Identify every line in the data below that contains the word "crowd", and copy each of those lines in full.

- [Data for processing]:
============

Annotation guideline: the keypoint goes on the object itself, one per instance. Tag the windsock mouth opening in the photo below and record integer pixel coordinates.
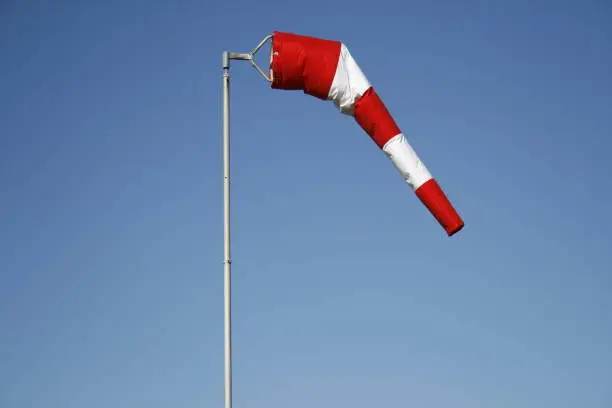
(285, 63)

============

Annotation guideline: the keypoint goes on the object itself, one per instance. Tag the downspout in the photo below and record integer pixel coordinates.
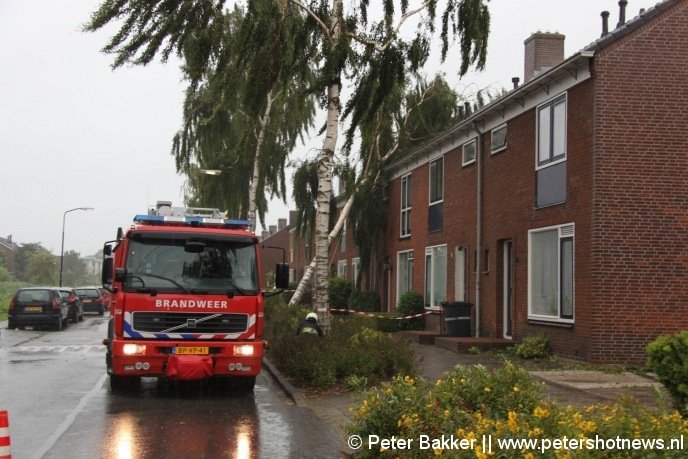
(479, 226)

============

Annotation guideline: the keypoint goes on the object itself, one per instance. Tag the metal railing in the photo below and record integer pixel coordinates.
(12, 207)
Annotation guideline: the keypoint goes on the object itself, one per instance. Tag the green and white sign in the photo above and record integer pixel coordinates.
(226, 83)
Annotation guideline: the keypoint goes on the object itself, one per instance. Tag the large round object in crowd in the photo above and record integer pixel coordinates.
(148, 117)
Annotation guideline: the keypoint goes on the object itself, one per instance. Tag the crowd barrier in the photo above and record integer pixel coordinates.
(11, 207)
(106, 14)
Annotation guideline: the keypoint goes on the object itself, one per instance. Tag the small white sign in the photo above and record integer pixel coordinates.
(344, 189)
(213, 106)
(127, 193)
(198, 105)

============

- [Solution]:
Annotation guideline: the keypoint goes on the object itself, one per instance. Tag the large round object in crowd in the photo above and record integer pixel coordinates.
Annotation guideline: the keypoint goes on the object itself, one per instance. Tag the crowd barrier in the photo above and record integer pixel coordinates.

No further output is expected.